Dataset excerpt
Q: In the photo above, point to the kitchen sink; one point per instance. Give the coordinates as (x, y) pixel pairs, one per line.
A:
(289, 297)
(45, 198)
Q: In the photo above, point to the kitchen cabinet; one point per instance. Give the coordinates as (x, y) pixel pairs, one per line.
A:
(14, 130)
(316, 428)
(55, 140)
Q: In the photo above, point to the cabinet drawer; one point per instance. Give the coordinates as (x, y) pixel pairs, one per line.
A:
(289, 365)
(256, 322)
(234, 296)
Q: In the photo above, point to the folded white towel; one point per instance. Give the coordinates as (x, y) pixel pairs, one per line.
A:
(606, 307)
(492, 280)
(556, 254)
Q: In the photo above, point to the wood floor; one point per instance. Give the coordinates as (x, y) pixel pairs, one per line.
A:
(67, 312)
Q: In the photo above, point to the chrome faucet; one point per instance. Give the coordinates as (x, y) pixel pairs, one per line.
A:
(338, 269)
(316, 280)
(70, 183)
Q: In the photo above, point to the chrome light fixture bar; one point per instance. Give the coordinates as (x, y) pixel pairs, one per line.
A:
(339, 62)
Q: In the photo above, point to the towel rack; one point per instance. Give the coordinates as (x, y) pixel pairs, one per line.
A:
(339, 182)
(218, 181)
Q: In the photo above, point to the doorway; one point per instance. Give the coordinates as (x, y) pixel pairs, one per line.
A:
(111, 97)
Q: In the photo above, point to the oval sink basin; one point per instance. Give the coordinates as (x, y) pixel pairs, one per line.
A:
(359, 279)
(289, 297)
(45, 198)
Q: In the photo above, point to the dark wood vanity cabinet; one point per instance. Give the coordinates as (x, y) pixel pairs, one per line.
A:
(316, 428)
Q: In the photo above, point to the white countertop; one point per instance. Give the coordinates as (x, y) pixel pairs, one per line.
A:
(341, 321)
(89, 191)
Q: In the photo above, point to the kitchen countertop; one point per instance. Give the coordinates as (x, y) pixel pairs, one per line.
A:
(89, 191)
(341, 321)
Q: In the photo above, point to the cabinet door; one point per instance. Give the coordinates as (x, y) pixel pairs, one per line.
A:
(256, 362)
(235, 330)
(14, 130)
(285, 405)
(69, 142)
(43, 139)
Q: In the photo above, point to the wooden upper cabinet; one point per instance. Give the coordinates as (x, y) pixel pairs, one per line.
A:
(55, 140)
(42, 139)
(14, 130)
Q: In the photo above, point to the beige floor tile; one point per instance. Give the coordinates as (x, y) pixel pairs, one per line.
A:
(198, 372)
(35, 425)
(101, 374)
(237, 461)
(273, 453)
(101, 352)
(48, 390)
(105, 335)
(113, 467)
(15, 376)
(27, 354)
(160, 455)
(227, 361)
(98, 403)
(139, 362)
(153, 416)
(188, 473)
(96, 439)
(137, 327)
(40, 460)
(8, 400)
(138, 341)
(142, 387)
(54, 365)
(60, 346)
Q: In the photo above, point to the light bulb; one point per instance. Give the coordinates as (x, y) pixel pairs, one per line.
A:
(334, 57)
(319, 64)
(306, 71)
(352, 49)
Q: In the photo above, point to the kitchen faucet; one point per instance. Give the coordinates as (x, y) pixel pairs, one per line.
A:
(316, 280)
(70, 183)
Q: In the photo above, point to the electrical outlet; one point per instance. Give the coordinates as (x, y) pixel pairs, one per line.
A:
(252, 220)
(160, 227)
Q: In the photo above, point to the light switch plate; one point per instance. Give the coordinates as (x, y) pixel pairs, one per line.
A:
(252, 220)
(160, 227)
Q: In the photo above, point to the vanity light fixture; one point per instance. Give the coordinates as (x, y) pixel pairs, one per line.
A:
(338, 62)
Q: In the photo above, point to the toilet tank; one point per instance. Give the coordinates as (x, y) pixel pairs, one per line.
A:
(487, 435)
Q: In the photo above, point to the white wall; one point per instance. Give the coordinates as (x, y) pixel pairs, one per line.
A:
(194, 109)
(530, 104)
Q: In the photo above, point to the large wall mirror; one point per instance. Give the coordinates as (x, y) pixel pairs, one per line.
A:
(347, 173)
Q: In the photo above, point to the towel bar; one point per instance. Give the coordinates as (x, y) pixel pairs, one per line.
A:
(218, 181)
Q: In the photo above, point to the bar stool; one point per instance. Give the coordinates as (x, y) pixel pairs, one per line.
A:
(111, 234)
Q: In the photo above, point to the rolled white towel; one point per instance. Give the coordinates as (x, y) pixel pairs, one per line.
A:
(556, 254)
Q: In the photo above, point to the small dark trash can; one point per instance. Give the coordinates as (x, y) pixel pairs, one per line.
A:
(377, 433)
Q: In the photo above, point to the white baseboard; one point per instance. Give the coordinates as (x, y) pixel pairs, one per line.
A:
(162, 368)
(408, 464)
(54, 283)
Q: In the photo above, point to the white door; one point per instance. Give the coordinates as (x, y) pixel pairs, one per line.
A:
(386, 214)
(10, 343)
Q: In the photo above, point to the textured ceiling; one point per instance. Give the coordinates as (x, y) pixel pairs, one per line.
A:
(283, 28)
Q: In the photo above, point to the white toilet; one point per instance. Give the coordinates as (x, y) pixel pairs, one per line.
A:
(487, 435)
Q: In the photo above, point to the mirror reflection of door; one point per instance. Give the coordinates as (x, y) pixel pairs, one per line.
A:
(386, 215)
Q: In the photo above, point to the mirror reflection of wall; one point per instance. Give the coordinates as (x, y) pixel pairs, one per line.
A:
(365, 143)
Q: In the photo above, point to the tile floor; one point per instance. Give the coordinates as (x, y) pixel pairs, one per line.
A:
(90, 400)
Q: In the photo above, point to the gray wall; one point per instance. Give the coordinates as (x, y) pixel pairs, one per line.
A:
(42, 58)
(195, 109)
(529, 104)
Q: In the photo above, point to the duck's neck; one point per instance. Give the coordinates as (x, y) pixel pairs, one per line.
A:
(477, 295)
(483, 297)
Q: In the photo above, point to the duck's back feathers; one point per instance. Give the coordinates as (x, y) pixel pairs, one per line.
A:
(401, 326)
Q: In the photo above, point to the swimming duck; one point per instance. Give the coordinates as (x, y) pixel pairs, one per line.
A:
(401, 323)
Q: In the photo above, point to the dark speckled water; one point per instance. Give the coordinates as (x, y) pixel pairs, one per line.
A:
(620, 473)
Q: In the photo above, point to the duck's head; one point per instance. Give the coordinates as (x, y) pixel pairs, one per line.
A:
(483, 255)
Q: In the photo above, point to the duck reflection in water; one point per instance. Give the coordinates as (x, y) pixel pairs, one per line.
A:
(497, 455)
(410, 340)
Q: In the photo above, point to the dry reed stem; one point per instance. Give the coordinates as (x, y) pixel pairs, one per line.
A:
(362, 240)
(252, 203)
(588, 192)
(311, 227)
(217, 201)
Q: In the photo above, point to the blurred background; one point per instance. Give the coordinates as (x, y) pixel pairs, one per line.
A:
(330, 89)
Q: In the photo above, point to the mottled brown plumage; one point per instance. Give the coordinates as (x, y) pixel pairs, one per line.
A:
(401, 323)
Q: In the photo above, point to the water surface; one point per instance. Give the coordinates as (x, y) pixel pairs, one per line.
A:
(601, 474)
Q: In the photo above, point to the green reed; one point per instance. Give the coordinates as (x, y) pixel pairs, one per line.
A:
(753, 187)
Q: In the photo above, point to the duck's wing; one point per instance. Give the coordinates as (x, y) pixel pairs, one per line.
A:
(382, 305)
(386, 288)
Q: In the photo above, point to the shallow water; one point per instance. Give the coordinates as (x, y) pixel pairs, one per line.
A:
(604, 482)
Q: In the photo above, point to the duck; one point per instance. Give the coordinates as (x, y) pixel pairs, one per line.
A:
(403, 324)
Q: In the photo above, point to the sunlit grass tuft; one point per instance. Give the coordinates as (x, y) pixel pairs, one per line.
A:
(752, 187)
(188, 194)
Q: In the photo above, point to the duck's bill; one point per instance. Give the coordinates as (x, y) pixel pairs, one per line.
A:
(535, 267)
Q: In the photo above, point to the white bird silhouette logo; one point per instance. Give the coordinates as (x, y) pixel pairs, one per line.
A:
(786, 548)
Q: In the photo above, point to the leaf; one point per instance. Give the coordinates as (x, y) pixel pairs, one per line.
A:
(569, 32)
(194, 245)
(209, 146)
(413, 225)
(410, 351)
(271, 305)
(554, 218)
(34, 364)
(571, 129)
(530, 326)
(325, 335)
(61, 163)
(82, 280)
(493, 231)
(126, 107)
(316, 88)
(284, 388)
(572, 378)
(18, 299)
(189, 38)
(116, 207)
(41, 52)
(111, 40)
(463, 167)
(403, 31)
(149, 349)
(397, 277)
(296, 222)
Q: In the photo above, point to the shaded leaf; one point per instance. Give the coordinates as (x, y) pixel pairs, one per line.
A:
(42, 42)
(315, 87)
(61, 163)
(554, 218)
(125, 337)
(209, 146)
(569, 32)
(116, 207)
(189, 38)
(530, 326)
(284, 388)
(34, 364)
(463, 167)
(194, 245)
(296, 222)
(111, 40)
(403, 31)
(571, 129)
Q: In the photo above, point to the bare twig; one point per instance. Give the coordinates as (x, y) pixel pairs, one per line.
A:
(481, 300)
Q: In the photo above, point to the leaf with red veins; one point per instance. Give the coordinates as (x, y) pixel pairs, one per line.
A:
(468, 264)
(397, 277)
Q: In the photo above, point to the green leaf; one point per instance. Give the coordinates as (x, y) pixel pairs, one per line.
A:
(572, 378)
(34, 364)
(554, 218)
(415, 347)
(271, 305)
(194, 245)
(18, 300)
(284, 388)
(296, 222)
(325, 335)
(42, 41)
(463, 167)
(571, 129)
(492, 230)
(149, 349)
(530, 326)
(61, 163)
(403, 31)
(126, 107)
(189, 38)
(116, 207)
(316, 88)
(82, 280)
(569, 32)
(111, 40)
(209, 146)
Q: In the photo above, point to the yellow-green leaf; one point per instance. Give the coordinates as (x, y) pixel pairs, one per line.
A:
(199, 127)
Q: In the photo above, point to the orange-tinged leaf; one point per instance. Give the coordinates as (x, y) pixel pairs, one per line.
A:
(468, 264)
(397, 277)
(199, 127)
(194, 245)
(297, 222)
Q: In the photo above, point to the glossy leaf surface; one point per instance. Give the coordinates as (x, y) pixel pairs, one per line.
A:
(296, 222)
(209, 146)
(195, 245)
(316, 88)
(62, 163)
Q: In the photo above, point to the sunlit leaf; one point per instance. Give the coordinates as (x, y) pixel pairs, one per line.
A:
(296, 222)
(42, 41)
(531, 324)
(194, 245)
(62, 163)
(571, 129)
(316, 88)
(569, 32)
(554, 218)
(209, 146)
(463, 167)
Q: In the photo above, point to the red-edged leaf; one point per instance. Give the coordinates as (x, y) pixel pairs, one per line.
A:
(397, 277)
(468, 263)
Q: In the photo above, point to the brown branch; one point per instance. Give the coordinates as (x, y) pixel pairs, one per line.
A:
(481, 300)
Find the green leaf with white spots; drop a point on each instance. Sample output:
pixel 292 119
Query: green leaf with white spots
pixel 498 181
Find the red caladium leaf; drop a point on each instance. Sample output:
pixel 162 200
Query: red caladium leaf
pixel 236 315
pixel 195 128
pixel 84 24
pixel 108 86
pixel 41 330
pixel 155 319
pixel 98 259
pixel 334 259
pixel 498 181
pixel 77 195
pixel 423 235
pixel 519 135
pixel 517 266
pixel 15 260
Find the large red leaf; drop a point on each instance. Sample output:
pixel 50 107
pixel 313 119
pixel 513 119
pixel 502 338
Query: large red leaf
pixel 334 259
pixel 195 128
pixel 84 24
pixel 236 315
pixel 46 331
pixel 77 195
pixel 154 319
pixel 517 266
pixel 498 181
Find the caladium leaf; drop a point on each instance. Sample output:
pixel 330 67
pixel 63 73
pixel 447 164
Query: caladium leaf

DESCRIPTION OF THE TASK -
Reproduce everything in the records from the line containing "Find the large" down to the end of the records, unchanged.

CORRECT RESULT -
Find the large red leaf; drop a point on each instance. Sample output:
pixel 50 107
pixel 313 119
pixel 513 119
pixel 502 338
Query: large red leaf
pixel 334 259
pixel 195 128
pixel 84 24
pixel 236 315
pixel 46 331
pixel 77 195
pixel 154 319
pixel 517 266
pixel 498 181
Find the caladium leaf; drop a point on each instance. Sample output:
pixel 330 67
pixel 63 73
pixel 447 164
Query: caladium leaf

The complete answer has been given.